__What to work on__
Copy the stretch from the line containing "Expected: one point per instance of the wood grain" through the end of the records, swapping each "corn field" for "wheat field" and leaving everything else unchanged.

__Records for the task__

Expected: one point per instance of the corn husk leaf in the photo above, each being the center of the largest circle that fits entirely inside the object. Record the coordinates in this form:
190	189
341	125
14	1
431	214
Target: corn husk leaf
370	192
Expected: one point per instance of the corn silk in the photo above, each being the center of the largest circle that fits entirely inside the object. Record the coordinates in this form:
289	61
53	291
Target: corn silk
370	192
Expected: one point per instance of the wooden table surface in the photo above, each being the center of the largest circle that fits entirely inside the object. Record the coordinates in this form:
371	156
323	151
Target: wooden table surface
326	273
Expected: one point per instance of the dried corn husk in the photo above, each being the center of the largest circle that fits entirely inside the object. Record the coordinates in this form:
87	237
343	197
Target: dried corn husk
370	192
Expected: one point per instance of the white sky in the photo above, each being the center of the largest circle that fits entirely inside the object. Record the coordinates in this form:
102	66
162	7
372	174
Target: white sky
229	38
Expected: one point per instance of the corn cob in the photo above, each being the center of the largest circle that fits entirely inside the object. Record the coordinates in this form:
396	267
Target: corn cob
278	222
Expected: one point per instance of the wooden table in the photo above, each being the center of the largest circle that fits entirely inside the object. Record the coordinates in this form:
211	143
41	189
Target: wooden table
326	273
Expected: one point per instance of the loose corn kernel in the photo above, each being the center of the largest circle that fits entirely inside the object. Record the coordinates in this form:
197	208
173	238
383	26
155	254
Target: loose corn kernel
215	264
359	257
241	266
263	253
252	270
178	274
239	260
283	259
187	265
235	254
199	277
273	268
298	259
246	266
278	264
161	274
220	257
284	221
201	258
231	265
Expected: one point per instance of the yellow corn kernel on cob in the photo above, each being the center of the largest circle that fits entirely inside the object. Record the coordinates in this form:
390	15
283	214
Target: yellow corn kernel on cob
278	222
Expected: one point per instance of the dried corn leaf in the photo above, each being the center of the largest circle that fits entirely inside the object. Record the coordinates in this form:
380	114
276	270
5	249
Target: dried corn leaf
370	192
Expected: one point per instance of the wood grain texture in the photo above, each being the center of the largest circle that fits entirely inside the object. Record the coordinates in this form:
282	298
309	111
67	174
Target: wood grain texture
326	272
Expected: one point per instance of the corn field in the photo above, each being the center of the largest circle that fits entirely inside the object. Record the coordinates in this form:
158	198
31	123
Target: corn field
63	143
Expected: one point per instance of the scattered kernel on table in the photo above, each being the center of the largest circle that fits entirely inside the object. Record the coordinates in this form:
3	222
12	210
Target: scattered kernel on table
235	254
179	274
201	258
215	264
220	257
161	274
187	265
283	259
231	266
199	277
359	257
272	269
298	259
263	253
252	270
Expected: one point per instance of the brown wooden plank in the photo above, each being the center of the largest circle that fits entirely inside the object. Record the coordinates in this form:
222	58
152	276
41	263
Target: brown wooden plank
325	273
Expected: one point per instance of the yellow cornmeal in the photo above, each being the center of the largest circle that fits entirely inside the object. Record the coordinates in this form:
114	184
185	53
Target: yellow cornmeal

__Expected answer__
Expected: one point per instance of the wood grain texture in the photo above, each being the center of the largest circle that fits entirely inside the object. Record the coordinates in this form:
282	298
309	111
67	174
Target: wood grain texture
326	272
Expected: one point per instance of the wheat field in the photo above, each being the center of the largest circle that fits entirely inside the object. Record the coordinates in this form:
158	198
31	123
Target: wheat field
63	143
Expected: one point per instance of the scattered kernel on table in the photo above, each being the center of the largest circle that fits entirely inside the object. Record the coordinates in this form:
3	222
12	210
Target: scattered kernel on table
235	254
179	274
201	258
215	264
220	257
161	274
187	265
283	259
231	266
199	277
359	257
272	269
298	259
263	253
252	270
Expected: one point per instance of the brown wooden plank in the photo above, each being the center of the largest circle that fits entirely inside the object. Record the coordinates in this form:
222	58
152	276
41	263
Target: brown wooden plank
325	273
Expected: one point per instance of the yellow cornmeal in the photo above, each being the center of the largest circle that fits entirely inside the object. Record the coordinates in this form:
114	184
185	53
Target: yellow cornmeal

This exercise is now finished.